At this stage of your leaning I reckon it would make things much clearer for you if you use the Stepper or AccelStepper libraries as they take care of all the details of which I/O pin to change to make the motor move.

uhm, thanks - but those are for the Pololu drivers and bipolar steppers.

As far as I can see you added the picture of the 28byj motor after I posted Reply #1 :slight_smile: In any case, while the code will be a little different all stepper motors work on the same general principles.

...R

BabyGeezer:
i certainly wasn't doing it intentionally, and i can't see where i am doing it if it is.

Then I suggest restructuring the code so you can understand it. All the stepper driving stuff should
be separated out from everything else, and have clearly named functions so you know what it
does without having to read lots of complicated code.

Look at the Stepper and AccelStepper libraries for the sort of operations you'd expect from
stepper motor primitives... 'DBLoutputSAME' doesn't seem very clear to me...

thank you for your patience and continued response.

Set task 1: Condense the paragraph of the stepper motor thread that begins "Then I suggest restructuring the code" into a single shorter sentence that keeps its main points.
Set task 2: Reproduce the stretch of the stepper motor thread from "As far as I" through "same general principles." word for word.
The records that come next have no connection to the stepper motor thread.

Record set:
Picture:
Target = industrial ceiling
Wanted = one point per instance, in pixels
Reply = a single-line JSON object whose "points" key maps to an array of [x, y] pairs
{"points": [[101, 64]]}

--

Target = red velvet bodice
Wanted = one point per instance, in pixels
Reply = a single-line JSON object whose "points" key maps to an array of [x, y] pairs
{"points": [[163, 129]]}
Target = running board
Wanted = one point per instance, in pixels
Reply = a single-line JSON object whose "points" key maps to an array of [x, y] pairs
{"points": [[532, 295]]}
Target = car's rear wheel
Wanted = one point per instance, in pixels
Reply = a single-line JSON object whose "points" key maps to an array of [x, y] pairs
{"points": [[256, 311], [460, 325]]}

--

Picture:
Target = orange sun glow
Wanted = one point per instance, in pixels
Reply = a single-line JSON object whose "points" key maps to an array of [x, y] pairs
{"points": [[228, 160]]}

Expected output 1: Restructure the code so it is understandable by separating all the stepper-driving code from everything else and giving it clearly named functions whose purpose is plain without reading complicated code.

Expected output 2:
As far as I can see you added the picture of the 28byj motor after I posted Reply #1 :slight_smile: In any case, while the code will be a little different all stepper motors work on the same general principles.